Lay out every line of the items below as a numbered list, omitting any blank lines.

:: RECORDS SHOWN ::
-- begin --

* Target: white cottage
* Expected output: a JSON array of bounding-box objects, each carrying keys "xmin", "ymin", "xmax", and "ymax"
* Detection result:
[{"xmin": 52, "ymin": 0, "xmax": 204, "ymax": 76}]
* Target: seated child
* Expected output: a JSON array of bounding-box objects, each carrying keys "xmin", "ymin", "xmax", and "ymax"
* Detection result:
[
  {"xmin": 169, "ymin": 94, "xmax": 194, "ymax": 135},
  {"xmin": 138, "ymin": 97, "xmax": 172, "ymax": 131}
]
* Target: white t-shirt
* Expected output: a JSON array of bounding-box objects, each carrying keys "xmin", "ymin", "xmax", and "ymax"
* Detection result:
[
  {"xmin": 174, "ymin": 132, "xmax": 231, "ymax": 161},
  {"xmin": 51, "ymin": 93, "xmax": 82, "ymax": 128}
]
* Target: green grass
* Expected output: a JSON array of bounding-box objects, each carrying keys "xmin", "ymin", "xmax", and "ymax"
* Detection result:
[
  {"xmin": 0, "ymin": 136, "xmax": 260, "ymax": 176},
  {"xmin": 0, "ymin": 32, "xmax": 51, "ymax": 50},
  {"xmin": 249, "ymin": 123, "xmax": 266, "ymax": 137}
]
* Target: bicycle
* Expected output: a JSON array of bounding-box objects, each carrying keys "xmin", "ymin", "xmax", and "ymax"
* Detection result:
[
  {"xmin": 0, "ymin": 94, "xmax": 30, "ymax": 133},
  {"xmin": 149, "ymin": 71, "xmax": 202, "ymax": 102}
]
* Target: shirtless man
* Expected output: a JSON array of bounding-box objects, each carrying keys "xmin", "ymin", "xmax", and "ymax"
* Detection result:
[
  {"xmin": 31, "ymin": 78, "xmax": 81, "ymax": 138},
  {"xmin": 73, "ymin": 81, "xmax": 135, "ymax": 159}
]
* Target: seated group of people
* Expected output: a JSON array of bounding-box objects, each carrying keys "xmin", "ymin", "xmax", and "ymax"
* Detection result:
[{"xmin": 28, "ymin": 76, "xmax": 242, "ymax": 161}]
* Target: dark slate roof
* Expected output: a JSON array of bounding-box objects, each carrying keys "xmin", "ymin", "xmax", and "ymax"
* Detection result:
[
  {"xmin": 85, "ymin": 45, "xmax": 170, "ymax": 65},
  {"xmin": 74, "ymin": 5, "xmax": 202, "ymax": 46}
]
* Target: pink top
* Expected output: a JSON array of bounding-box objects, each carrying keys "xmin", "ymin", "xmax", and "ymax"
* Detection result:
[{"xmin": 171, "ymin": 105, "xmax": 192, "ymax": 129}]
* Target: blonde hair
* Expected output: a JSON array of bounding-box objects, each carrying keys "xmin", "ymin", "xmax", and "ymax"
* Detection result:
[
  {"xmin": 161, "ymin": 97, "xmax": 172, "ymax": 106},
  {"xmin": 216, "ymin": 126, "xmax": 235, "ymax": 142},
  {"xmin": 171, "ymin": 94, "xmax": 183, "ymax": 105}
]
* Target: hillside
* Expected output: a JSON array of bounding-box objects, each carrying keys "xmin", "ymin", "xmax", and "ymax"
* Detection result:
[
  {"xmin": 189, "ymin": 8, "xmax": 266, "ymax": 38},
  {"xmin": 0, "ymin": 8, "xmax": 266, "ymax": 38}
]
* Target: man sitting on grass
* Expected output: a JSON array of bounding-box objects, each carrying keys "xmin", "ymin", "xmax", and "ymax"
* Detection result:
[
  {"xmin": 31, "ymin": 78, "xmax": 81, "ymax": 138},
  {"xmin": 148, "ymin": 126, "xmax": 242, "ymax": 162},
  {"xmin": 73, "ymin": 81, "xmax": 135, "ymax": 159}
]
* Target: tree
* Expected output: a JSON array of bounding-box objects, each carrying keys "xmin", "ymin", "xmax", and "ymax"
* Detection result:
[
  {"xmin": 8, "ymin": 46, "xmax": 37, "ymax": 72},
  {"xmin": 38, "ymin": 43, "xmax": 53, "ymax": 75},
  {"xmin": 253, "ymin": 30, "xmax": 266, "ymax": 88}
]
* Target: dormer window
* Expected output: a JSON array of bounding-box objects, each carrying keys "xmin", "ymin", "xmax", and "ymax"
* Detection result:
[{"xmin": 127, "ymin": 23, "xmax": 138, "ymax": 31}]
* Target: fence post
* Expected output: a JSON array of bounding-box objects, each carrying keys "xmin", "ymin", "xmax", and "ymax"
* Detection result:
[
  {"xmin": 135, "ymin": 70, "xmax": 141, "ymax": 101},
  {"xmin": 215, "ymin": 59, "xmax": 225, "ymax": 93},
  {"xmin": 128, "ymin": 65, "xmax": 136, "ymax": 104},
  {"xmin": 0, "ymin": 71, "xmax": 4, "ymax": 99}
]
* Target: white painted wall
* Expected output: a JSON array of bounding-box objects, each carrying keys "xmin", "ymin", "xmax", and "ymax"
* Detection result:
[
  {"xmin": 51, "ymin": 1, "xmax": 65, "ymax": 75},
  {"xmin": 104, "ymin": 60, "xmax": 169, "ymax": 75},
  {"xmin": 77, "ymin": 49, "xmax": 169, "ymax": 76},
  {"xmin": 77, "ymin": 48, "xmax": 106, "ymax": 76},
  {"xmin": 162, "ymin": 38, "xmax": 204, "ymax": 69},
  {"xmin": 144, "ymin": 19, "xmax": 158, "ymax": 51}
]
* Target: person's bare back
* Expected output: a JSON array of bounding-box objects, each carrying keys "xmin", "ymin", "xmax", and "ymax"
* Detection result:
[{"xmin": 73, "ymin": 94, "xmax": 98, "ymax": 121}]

-- end --

:: TASK OUTPUT ::
1. * Target: white cottage
2. * Expected output: a JSON array of bounding-box objects, each carrying keys "xmin", "ymin", "xmax", and "ymax"
3. * Detection result:
4. [{"xmin": 52, "ymin": 0, "xmax": 204, "ymax": 76}]
5. * Target: seated child
6. * Expected output: a JSON array of bounding-box objects, each carrying keys "xmin", "ymin", "xmax", and "ymax"
7. * Detection result:
8. [
9.   {"xmin": 169, "ymin": 94, "xmax": 194, "ymax": 135},
10.   {"xmin": 138, "ymin": 97, "xmax": 172, "ymax": 131}
11. ]
12. * Target: white t-shirt
13. * Expected output: a JSON array of bounding-box objects, each carrying keys "xmin", "ymin", "xmax", and "ymax"
14. * Detection result:
15. [
16.   {"xmin": 174, "ymin": 132, "xmax": 231, "ymax": 161},
17.   {"xmin": 51, "ymin": 93, "xmax": 82, "ymax": 128}
18. ]
19. * Target: green grass
20. * Expected output: a JSON array of bounding-box objects, each carrying keys "xmin", "ymin", "xmax", and "ymax"
21. * Detection result:
22. [
23.   {"xmin": 0, "ymin": 136, "xmax": 260, "ymax": 176},
24.   {"xmin": 0, "ymin": 32, "xmax": 51, "ymax": 50},
25.   {"xmin": 249, "ymin": 123, "xmax": 266, "ymax": 137}
26. ]
27. * Target: bicycle
28. * Expected output: a JSON array of bounding-box objects, each carrying keys "xmin", "ymin", "xmax", and "ymax"
29. * Detection result:
30. [
31.   {"xmin": 0, "ymin": 94, "xmax": 30, "ymax": 133},
32.   {"xmin": 149, "ymin": 71, "xmax": 202, "ymax": 102}
33. ]
34. * Target: shirtless man
35. * Expected output: a JSON array of bounding-box objects, each carrying keys "xmin", "ymin", "xmax", and "ymax"
36. * Detection result:
37. [
38.   {"xmin": 31, "ymin": 78, "xmax": 81, "ymax": 138},
39.   {"xmin": 73, "ymin": 81, "xmax": 135, "ymax": 159}
40. ]
41. * Target: seated group of people
42. * Expected output: a JSON array of bounding-box objects, each carrying keys "xmin", "ymin", "xmax", and "ymax"
43. * Detection result:
44. [{"xmin": 28, "ymin": 76, "xmax": 242, "ymax": 161}]
45. * Target: dark slate roof
46. * Expected output: a JSON array of bounding-box objects, each carrying keys "xmin", "ymin", "xmax", and "ymax"
47. * Detection result:
48. [
49.   {"xmin": 85, "ymin": 45, "xmax": 170, "ymax": 65},
50.   {"xmin": 74, "ymin": 5, "xmax": 202, "ymax": 46}
51. ]
52. * Target: pink top
53. * Expected output: a JSON array of bounding-box objects, each carrying keys "xmin", "ymin", "xmax", and "ymax"
54. * Detection result:
55. [{"xmin": 171, "ymin": 105, "xmax": 192, "ymax": 129}]
56. * Target: blonde hair
57. * Expected output: a JSON array of bounding-box objects, each carrying keys "xmin", "ymin", "xmax", and "ymax"
58. * Detection result:
59. [
60.   {"xmin": 161, "ymin": 97, "xmax": 172, "ymax": 106},
61.   {"xmin": 216, "ymin": 126, "xmax": 235, "ymax": 142},
62.   {"xmin": 171, "ymin": 94, "xmax": 183, "ymax": 105}
63. ]
64. * Target: hillside
65. * Expected output: a JSON array of bounding-box objects, each carrying keys "xmin", "ymin", "xmax", and "ymax"
66. * Detection result:
67. [
68.   {"xmin": 189, "ymin": 8, "xmax": 266, "ymax": 38},
69.   {"xmin": 0, "ymin": 8, "xmax": 266, "ymax": 38}
70. ]
71. * Target: man sitting on grass
72. * Expected output: a JSON array of bounding-box objects, each carrying keys "xmin", "ymin", "xmax", and "ymax"
73. * Detection result:
74. [
75.   {"xmin": 31, "ymin": 78, "xmax": 81, "ymax": 138},
76.   {"xmin": 148, "ymin": 126, "xmax": 242, "ymax": 162},
77.   {"xmin": 73, "ymin": 81, "xmax": 135, "ymax": 159}
78. ]
79. * Target: tree
80. * Expected output: a JSON array of bounding-box objects, each carrying keys "xmin", "ymin", "xmax", and "ymax"
81. * Detection result:
82. [
83.   {"xmin": 8, "ymin": 46, "xmax": 37, "ymax": 72},
84.   {"xmin": 38, "ymin": 43, "xmax": 53, "ymax": 75},
85.   {"xmin": 253, "ymin": 30, "xmax": 266, "ymax": 88}
86. ]
87. * Target: dormer window
88. * Expected output: a JSON array of bounding-box objects, each carrying keys "xmin", "ymin", "xmax", and "ymax"
89. * Detection result:
90. [{"xmin": 127, "ymin": 23, "xmax": 138, "ymax": 31}]
91. * Target: fence post
92. * Expected output: a JSON array of bounding-box objects, each carrying keys "xmin", "ymin", "xmax", and "ymax"
93. * Detection result:
94. [
95.   {"xmin": 135, "ymin": 70, "xmax": 141, "ymax": 101},
96.   {"xmin": 215, "ymin": 59, "xmax": 225, "ymax": 93},
97.   {"xmin": 128, "ymin": 65, "xmax": 136, "ymax": 104},
98.   {"xmin": 0, "ymin": 71, "xmax": 4, "ymax": 99}
99. ]
100. * Target: white painted wall
101. * Expected output: a JSON array of bounding-box objects, each carrying keys "xmin", "ymin", "xmax", and "ymax"
102. * Detection result:
103. [
104.   {"xmin": 51, "ymin": 1, "xmax": 65, "ymax": 75},
105.   {"xmin": 104, "ymin": 60, "xmax": 169, "ymax": 75},
106.   {"xmin": 77, "ymin": 49, "xmax": 169, "ymax": 76},
107.   {"xmin": 77, "ymin": 48, "xmax": 106, "ymax": 76},
108.   {"xmin": 162, "ymin": 38, "xmax": 204, "ymax": 69},
109.   {"xmin": 144, "ymin": 19, "xmax": 158, "ymax": 51}
110. ]
111. * Target: person's bare back
112. * Expected output: a JSON array of bounding-box objects, each carrying keys "xmin", "ymin", "xmax", and "ymax"
113. * Detection result:
114. [{"xmin": 73, "ymin": 94, "xmax": 98, "ymax": 121}]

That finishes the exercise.